* Stated goal:
Offset each point coordinate by adding 85 to both of its numbers. Then write out the rows from the line containing "[ ] locate the blue wooden table" through the last row, inclusive, with the request lines left unchanged.

* Listed records:
☆ ☆ ☆

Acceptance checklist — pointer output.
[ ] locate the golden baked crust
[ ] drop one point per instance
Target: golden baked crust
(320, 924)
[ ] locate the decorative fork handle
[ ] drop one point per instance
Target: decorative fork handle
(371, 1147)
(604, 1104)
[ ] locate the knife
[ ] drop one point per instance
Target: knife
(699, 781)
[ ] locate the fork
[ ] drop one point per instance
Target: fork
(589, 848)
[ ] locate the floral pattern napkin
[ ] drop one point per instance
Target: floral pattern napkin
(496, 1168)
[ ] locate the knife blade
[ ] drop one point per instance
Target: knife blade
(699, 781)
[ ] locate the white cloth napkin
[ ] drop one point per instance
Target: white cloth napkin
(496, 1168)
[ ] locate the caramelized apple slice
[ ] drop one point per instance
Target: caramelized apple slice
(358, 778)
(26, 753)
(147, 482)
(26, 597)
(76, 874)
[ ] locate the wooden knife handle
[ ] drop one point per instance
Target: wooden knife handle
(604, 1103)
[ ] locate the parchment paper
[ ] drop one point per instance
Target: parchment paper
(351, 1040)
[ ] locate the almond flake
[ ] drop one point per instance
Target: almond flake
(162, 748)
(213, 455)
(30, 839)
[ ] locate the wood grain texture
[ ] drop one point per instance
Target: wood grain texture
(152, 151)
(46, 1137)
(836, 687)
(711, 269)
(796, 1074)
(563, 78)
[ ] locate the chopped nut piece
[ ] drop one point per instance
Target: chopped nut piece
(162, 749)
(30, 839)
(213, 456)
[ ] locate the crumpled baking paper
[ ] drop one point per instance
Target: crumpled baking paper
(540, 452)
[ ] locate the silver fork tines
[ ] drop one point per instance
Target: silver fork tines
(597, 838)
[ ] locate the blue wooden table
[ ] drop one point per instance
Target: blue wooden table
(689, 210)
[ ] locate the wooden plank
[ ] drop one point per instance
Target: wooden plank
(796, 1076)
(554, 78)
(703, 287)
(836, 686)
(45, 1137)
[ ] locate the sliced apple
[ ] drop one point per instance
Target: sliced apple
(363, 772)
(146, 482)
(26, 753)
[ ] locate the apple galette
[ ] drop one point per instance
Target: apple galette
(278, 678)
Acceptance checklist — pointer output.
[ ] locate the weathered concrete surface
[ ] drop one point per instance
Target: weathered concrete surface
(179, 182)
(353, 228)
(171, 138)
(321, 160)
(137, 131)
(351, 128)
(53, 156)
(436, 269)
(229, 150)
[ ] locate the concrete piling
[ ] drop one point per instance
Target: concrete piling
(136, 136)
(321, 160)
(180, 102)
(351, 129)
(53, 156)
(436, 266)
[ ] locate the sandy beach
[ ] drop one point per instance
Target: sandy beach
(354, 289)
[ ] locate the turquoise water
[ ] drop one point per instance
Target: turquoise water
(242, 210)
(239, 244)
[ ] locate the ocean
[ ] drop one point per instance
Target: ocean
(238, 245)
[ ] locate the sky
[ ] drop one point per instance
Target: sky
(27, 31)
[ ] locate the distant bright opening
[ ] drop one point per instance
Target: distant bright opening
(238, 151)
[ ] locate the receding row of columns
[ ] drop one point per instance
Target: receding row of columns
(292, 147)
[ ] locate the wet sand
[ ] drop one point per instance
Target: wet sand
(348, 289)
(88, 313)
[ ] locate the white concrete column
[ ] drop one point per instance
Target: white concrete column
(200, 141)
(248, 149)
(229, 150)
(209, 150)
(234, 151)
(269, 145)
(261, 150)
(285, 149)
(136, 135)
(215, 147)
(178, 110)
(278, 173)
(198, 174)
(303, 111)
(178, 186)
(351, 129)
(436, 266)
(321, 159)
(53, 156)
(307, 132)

☆ ☆ ☆

* Correct result:
[ ] locate the blue wooden table
[ ] drop one point per instance
Target: blue wooden table
(774, 295)
[ ] locate the wooden plank
[ ] drop one point per instance
Target: wooden plank
(881, 1161)
(639, 163)
(788, 372)
(921, 771)
(130, 1222)
[ ] locate the sliced apple
[ ] drop one point per instance
Target: sliced apple
(448, 857)
(231, 567)
(111, 838)
[ ] locate the apple galette
[ ] drop one point per instance
Target: apple galette
(363, 763)
Acceptance checklist — pointer output.
[ ] locate the weathered concrete surface
[ ] drop one point per instance
Target: weathered concrete surface
(264, 267)
(438, 313)
(256, 223)
(406, 245)
(222, 216)
(436, 213)
(138, 241)
(521, 354)
(314, 235)
[ ] locate the concrete piling
[ ] drop one point per instance
Target: concrete piling
(221, 221)
(406, 245)
(265, 187)
(436, 214)
(138, 241)
(521, 351)
[ ] locate the sandy beach
[ ] drop one point per instance
Target: sandy beach
(439, 374)
[ ] locate the turquoise water
[ ] drop one point per instance
Target: turquoise water
(327, 295)
(324, 329)
[ ] locate the ocean
[ ] drop one point per instance
Target: ocean
(323, 330)
[ ] locate the sky
[ ] drop one point per instance
Target: sky
(112, 116)
[ ] locate the distant bright opening
[ ] drop one point per instance
Target: distant bright opening
(323, 236)
[ ] locate the receding row of columns
[ ] drop one point per instance
Target: receding row of columns
(377, 232)
[ ] locate the wet sand
[ ] drop one point per instance
Target: wet sand
(433, 374)
(173, 398)
[ ] locate the white concrete column
[ ] drop one point per instance
Target: white concrete column
(285, 226)
(333, 234)
(314, 235)
(294, 235)
(319, 236)
(354, 230)
(346, 235)
(370, 234)
(221, 220)
(300, 232)
(263, 195)
(363, 258)
(283, 259)
(388, 196)
(263, 271)
(436, 214)
(521, 351)
(406, 244)
(138, 241)
(392, 217)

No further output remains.